■ **EXCERPT**

NEW YORK – Researchers in South Korea have developed computational tools that they said can predict the efficiency and outcome product frequencies of adenine base editors (ABEs) and cytosine base editors (CBEs).
In a study published on Monday in Nature Biotechnology, the researchers noted that while ABEs and CBEs are widely used to induce point mutations, determining whether a specific nucleotide can be edited can require time-consuming experiments. Further, when the editable window contains multiple target nucleotides, the editing process can generate a variety of genotypic products.
To develop computational tools that predict the efficiency and outcome product frequencies of base editing platforms, the researchers first evaluated the efficiencies of an ABE and a CBE, and the outcome product frequencies in human cells at thousands of target sequences. They found only modest asymmetric correlations between the activities of the base editors and Cas9 at the same targets. Using deep-learning-based computational modeling, the investigators then built tools to predict the efficiencies and outcome frequencies of ABE- and CBE-directed editing at any target sequence, in order to facilitate modeling and therapeutic correction of genetic diseases by base editing.

■ **TASK GOAL**
Answer these about the base editor article:
(a) In what country are the researchers based?
(b) In which journal did the study appear?
(c) What kind of modeling did the investigators use to build their tools?
You won't need the material that comes next.

■ **GIVEN INFORMATION**
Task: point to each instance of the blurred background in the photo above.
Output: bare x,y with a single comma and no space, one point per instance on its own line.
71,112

■ **RESPONSE**
(a) South Korea
(b) Nature Biotechnology
(c) Deep-learning-based computational modeling